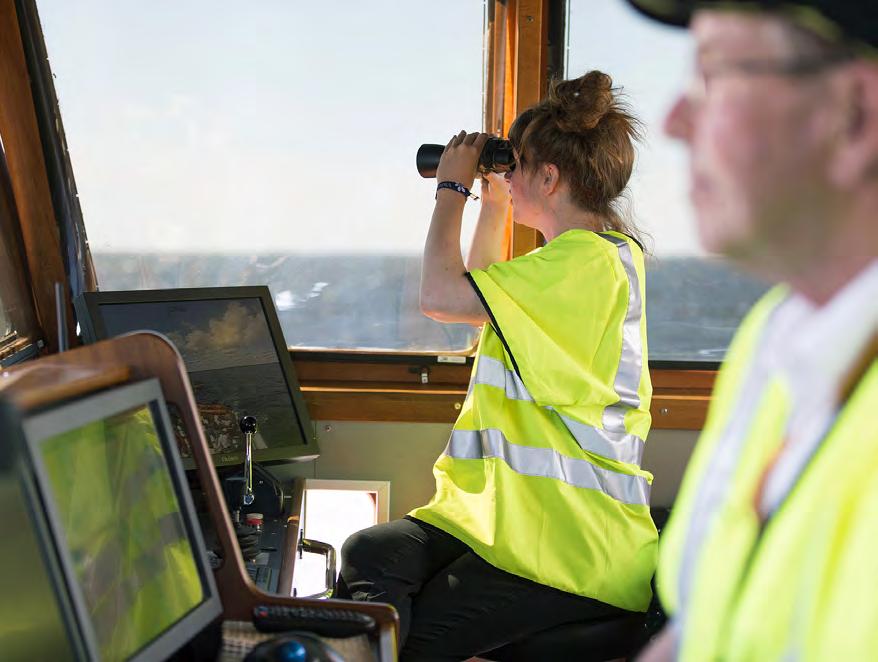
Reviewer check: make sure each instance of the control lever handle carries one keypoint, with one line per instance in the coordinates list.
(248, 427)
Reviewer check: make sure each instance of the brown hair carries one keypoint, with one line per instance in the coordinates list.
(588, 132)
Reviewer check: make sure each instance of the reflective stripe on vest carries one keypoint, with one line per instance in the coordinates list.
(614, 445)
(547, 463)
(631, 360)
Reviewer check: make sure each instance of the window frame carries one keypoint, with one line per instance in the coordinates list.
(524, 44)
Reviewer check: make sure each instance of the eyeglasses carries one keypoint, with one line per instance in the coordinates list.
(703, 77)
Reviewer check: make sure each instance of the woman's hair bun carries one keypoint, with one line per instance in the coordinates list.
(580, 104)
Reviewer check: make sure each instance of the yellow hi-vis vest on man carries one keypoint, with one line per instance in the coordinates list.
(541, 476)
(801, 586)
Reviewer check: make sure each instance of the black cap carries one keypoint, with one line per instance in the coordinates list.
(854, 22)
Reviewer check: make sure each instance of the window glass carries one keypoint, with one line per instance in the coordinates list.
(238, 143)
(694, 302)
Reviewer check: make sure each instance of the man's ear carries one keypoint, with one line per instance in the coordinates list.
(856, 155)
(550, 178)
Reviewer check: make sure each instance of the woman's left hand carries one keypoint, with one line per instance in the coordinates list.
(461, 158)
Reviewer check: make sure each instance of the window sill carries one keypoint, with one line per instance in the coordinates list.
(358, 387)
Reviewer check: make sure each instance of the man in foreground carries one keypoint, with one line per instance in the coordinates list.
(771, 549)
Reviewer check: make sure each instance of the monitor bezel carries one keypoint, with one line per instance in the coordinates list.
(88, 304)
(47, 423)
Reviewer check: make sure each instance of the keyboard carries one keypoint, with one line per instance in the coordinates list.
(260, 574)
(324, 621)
--
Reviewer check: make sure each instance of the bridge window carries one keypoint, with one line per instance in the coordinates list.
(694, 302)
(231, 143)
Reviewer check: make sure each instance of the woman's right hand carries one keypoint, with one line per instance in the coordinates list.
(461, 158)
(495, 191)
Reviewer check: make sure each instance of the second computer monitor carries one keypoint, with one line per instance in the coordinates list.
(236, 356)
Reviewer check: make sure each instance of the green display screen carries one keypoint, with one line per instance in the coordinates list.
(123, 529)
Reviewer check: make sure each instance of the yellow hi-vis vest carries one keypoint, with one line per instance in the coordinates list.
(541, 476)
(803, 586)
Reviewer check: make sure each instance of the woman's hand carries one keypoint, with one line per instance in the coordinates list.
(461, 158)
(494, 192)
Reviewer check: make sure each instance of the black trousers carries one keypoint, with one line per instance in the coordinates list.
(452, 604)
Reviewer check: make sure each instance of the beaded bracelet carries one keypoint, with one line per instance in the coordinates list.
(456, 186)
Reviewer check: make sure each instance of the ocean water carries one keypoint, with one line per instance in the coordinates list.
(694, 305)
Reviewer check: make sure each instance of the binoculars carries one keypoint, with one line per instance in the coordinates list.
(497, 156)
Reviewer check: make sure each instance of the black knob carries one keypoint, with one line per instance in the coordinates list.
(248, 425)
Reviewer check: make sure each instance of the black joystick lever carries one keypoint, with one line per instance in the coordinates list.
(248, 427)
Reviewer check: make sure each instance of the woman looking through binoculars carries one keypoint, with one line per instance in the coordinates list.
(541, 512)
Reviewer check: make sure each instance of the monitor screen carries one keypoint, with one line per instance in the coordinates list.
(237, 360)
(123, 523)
--
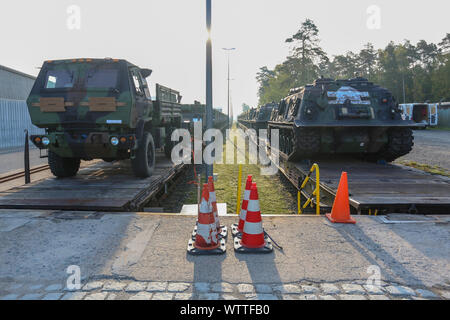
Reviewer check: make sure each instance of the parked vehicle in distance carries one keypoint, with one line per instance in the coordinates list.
--
DIRECTIONS FOR THIS TASK: Find each line above that contains the word "binoculars" and copy those lines in full. Case counts.

RESPONSE TO THE TASK:
Reviewer check: make sure each instance of the binoculars carries one keypoint, with one line per instance in the coordinates list.
Reviewer check: make sure each instance of the woman looking through binoculars carries one keypoint, with one line per instance in the coordinates list.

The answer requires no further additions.